→ **Work to do**:
Starting with the line that contains "Annotation guideline: for each instance of the drainpipe", copy every line through the end of the data below, exactly and with nothing added.

>> start Data for the task

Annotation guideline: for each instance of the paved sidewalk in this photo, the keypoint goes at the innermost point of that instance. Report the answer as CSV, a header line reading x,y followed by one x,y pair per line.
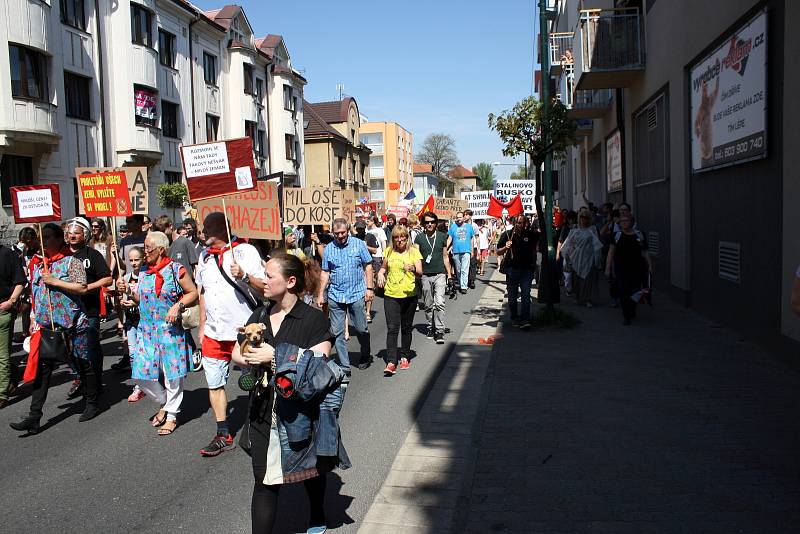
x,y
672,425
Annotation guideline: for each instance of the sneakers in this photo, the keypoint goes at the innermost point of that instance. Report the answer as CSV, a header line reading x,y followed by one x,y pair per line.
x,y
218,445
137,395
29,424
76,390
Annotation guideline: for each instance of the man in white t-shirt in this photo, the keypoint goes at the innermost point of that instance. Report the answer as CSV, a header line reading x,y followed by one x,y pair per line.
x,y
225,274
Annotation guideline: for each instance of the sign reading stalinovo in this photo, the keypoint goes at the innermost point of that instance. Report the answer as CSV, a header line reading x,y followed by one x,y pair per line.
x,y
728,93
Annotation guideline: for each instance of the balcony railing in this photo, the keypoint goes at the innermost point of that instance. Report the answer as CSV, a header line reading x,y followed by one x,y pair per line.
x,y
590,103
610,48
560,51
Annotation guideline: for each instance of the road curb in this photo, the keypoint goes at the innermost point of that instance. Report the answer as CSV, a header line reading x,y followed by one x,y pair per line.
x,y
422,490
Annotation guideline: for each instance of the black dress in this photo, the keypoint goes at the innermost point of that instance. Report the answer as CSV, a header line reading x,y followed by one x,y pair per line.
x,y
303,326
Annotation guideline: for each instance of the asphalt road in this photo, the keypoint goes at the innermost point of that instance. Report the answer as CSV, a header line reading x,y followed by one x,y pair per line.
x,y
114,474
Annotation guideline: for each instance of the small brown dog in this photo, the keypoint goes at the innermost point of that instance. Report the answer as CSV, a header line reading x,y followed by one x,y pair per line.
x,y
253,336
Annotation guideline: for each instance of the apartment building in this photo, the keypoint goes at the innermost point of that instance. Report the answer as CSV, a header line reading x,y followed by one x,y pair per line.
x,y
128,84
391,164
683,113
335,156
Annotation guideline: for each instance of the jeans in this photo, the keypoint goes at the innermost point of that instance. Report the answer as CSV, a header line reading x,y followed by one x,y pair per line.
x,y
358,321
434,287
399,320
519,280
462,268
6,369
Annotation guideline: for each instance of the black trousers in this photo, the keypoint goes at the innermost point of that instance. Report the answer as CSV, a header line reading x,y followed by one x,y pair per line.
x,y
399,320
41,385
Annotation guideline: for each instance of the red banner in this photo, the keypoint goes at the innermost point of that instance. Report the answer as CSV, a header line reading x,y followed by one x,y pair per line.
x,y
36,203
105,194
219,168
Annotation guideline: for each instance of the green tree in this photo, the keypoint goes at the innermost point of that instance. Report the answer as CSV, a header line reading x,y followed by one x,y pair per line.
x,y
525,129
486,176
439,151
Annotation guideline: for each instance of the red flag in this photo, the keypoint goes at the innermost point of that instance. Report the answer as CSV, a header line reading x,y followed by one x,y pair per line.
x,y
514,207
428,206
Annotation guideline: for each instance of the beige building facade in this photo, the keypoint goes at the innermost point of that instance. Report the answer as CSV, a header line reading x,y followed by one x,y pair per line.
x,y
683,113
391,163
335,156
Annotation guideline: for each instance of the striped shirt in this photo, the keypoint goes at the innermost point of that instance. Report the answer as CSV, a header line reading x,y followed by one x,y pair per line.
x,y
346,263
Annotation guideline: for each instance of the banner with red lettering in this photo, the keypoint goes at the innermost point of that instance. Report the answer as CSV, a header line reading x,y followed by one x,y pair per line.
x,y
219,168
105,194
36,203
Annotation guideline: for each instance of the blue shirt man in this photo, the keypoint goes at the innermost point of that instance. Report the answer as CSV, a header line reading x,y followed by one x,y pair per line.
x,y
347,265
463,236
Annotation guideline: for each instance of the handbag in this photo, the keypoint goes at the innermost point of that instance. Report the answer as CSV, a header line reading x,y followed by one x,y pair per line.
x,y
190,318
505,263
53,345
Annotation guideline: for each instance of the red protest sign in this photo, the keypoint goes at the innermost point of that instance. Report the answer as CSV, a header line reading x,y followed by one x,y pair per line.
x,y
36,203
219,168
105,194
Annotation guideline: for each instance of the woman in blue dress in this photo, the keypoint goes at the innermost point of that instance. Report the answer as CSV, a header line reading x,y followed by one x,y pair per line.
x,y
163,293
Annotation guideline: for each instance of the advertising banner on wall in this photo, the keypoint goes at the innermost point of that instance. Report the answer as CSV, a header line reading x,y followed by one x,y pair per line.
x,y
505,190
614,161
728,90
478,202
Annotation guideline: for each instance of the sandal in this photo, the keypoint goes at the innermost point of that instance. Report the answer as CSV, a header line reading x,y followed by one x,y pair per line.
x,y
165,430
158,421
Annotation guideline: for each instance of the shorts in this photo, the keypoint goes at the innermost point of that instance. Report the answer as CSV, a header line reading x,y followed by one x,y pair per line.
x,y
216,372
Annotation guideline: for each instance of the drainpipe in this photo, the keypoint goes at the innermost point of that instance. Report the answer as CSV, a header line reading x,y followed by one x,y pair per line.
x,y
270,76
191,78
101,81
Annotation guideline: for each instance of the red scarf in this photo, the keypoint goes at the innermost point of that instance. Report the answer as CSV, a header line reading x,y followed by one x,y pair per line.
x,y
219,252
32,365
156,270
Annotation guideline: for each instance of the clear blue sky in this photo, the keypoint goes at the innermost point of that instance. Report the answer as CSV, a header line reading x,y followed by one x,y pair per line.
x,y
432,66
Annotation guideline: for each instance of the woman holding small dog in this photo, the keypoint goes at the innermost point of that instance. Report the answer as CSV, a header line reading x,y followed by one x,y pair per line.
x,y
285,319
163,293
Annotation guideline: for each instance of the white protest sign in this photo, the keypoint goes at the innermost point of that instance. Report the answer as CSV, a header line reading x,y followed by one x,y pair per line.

>> end Data for the task

→ **Exercise response**:
Annotation guideline: for each instance of the drainpipe in this photo, the keypoint goes at the innermost point of that instance. Report the answer as CSV, a header line reading x,y followed by one x,y pair per line.
x,y
270,76
191,78
101,81
Annotation guideline: for each instance of the red scarf in this photo, the keypoint goes at the innermost point of that instance. Report the answer as CSV, a header line reading x,y followed by one x,y pair per line.
x,y
219,252
32,365
156,270
Annotation guideline: for each instance of the clear blue sky in this photo, the keypoint goes at the innermost point of that instance. Report the answer as CSV, a header line reading x,y followed by one x,y pair per line.
x,y
432,66
Annotation guideline: for each instance of the woman holding small dog in this photo, the keypoint goes at the innermost point of that instance. Report the answer as CSV, a header line reading x,y followed by one x,y pair per line.
x,y
285,319
163,293
Annotation guideline: for each instance of the white protest sign in this photo, the keypoint goes at the innermost point of that instance. Report the answer as CSV, a header line reading x,y followed by one x,y pair per line.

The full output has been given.